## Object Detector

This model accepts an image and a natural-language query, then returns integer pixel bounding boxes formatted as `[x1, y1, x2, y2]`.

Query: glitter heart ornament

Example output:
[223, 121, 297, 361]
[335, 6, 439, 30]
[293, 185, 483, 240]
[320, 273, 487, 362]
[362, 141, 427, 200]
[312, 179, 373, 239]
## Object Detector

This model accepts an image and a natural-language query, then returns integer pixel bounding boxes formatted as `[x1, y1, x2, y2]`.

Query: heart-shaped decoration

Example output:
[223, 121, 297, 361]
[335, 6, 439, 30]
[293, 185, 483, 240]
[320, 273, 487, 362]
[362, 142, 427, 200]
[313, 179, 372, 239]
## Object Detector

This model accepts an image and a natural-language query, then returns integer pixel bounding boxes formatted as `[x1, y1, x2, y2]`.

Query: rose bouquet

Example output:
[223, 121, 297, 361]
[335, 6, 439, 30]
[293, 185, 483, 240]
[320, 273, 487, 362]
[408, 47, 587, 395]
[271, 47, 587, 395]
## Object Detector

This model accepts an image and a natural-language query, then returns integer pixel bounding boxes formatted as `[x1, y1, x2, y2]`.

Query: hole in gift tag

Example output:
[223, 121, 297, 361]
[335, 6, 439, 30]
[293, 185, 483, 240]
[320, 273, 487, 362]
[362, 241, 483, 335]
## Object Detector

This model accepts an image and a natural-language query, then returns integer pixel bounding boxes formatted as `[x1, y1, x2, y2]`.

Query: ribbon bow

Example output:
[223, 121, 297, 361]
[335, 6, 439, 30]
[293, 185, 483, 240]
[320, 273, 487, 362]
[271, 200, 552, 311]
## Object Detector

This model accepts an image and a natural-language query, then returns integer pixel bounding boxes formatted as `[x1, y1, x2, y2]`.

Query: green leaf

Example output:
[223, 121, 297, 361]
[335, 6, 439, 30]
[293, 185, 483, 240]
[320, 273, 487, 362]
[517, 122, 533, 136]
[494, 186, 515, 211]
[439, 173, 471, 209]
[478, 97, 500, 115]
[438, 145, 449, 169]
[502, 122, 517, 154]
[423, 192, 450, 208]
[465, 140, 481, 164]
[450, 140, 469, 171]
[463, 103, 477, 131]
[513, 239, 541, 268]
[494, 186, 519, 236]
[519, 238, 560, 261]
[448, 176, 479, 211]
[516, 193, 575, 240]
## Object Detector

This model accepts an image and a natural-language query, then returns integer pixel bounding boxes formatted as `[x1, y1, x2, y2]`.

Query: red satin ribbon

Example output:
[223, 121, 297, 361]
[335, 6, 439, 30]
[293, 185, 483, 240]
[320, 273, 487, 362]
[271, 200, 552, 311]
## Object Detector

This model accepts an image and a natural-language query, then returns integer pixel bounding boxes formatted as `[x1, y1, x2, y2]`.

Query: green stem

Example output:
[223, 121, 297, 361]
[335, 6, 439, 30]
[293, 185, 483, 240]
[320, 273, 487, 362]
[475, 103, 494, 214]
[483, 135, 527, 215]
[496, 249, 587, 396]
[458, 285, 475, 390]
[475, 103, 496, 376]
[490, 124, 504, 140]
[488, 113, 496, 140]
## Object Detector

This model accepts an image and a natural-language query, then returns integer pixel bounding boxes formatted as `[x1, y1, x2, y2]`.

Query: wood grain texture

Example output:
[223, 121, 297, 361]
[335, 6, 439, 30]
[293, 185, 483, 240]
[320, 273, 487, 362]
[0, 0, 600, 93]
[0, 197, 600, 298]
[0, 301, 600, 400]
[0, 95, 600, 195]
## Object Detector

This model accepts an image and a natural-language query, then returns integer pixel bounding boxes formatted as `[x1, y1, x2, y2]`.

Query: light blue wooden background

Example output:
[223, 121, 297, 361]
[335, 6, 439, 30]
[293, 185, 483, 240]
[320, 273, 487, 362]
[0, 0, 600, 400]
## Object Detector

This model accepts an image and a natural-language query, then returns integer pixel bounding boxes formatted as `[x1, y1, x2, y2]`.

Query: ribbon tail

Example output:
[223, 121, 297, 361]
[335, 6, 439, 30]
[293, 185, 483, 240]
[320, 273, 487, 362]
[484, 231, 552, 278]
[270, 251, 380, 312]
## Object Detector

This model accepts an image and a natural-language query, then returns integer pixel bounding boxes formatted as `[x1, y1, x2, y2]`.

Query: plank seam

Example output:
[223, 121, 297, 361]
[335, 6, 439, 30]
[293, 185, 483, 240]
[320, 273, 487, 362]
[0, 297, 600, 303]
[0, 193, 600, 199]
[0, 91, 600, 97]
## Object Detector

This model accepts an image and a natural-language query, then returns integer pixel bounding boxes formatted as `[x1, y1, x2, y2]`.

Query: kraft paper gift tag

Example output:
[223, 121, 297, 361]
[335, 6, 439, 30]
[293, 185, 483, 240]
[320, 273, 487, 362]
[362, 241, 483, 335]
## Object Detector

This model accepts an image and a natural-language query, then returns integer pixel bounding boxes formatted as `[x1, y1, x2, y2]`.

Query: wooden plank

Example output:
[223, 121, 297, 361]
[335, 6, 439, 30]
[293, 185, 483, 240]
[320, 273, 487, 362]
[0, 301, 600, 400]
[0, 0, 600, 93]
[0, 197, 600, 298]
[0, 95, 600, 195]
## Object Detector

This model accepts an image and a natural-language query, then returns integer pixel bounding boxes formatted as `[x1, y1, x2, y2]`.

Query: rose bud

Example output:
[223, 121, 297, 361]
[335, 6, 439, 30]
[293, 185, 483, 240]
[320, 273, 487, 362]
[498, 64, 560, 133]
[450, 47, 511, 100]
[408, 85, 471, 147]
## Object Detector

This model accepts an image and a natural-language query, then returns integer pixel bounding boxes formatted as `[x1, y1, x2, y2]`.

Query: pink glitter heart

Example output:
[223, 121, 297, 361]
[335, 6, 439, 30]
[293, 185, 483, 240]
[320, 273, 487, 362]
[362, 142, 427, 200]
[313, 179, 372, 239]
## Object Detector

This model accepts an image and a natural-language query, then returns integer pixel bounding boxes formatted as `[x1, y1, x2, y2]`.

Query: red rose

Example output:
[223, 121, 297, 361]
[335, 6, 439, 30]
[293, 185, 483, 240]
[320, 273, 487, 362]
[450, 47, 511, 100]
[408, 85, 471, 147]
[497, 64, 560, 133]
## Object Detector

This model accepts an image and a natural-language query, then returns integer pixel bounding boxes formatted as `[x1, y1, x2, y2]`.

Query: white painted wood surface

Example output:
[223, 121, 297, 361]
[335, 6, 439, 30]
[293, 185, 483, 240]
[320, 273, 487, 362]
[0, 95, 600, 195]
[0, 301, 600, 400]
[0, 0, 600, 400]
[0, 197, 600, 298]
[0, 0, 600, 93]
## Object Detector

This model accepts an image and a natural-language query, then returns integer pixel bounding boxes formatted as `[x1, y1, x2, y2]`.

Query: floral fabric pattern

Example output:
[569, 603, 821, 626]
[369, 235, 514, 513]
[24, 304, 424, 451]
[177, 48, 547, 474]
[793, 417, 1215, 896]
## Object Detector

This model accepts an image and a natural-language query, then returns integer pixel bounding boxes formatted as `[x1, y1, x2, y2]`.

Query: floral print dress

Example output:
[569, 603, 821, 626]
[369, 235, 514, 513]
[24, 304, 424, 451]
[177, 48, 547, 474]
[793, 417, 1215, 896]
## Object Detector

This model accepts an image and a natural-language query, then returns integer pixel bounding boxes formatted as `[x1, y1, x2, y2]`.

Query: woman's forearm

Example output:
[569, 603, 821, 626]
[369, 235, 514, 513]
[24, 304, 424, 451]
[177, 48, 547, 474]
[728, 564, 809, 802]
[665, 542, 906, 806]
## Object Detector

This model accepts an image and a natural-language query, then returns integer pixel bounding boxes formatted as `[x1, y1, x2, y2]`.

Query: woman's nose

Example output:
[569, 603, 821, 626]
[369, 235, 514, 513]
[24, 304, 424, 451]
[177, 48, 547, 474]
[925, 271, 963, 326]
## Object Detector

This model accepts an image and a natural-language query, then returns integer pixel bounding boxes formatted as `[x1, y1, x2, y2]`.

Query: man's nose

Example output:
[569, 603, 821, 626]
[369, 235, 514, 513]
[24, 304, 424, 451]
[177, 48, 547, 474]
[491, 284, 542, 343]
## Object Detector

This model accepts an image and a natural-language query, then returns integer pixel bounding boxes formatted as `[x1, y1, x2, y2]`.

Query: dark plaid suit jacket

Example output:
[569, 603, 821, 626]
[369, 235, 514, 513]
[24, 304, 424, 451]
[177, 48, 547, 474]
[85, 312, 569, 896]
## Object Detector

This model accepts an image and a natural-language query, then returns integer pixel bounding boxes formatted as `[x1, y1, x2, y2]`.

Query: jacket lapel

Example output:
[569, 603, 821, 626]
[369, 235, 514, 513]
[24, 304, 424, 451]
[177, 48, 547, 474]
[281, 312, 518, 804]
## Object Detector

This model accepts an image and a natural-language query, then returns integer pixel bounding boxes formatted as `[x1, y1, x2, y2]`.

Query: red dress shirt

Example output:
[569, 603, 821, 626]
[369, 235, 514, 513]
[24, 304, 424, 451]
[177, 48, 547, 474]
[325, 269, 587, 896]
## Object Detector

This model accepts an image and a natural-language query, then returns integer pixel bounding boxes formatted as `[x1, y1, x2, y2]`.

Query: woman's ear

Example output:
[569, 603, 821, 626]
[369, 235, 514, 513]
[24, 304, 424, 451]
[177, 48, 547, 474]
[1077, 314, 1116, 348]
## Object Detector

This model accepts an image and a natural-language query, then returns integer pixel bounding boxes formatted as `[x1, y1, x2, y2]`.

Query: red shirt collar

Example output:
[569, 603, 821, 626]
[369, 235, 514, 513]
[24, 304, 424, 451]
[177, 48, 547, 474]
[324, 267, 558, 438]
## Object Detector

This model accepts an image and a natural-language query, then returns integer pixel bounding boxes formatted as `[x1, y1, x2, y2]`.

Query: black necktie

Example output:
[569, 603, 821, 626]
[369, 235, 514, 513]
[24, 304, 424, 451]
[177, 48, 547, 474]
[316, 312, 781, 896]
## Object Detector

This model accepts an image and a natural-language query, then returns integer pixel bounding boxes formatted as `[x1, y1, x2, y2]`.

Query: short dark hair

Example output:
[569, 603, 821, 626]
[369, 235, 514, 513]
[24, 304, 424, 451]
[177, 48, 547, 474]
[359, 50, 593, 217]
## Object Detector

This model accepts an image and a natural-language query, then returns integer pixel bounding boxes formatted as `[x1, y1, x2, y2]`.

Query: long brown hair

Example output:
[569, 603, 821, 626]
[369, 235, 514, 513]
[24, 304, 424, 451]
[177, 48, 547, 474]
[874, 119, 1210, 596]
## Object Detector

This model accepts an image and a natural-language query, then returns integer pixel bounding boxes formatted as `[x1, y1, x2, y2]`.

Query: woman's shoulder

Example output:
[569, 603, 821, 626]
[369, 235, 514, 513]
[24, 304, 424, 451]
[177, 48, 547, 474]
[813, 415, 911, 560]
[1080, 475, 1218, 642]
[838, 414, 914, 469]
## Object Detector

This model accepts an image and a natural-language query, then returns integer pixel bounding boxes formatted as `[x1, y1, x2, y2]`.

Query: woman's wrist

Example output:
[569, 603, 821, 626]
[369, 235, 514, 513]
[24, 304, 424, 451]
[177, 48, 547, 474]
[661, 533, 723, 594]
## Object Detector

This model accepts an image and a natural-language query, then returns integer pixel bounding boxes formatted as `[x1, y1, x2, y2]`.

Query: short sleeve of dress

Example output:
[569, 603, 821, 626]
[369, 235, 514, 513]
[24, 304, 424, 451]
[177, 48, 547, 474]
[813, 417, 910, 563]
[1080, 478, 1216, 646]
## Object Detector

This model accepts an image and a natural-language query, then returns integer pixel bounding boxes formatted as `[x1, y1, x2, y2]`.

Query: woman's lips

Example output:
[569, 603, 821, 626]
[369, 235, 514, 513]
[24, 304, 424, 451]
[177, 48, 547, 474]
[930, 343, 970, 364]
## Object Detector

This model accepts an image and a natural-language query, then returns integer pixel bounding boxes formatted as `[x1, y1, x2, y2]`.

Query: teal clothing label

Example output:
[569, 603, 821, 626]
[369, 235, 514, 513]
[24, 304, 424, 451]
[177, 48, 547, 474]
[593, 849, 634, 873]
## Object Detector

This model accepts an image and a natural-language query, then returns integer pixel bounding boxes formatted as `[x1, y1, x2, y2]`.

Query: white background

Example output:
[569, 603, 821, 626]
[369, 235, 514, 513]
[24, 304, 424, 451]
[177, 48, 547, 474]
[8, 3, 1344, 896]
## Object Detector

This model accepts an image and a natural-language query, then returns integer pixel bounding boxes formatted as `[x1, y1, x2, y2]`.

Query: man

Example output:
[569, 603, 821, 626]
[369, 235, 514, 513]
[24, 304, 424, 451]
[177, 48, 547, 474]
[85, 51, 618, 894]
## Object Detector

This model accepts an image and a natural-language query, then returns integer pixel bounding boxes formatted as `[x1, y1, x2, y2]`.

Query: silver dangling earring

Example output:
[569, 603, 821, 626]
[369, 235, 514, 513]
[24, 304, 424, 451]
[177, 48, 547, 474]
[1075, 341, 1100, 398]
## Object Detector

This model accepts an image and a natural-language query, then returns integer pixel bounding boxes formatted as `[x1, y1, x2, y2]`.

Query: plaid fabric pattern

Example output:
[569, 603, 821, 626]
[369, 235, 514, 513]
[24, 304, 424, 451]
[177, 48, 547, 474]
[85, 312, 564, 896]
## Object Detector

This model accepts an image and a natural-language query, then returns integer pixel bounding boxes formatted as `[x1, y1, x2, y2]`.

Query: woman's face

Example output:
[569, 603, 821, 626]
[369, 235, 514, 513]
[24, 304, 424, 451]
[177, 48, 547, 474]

* * * *

Can you render every line from the start of the rows through the line containing "[271, 47, 587, 395]" as a JSON list of strings, with one string per line and blank lines left out?

Problem solution:
[
  "## Object Detector",
  "This model accepts an image and a natural-language query, then returns integer pixel bounding boxes formatted as `[x1, y1, x2, y2]`.",
  "Query: glitter heart ornament",
  "Example output:",
  "[223, 121, 297, 361]",
  "[335, 6, 439, 30]",
  "[293, 185, 483, 240]",
  "[320, 273, 487, 362]",
  "[362, 141, 427, 200]",
  "[312, 179, 373, 239]",
  "## Object Detector",
  "This model accepts an image and a natural-language query, then returns integer pixel bounding boxes formatted as `[x1, y1, x2, y2]`.",
  "Query: heart-shaped decoration",
  "Example output:",
  "[223, 121, 297, 361]",
  "[335, 6, 439, 30]",
  "[293, 185, 483, 240]",
  "[320, 273, 487, 362]",
  "[362, 142, 427, 200]",
  "[313, 179, 372, 239]",
  "## Object Detector",
  "This model accepts an image and a natural-language query, then returns integer pixel bounding boxes formatted as `[x1, y1, x2, y2]`.",
  "Query: rose bouquet",
  "Example output:",
  "[223, 121, 297, 361]",
  "[335, 6, 439, 30]",
  "[293, 185, 483, 240]",
  "[320, 273, 487, 362]",
  "[408, 47, 587, 395]",
  "[271, 47, 587, 395]"
]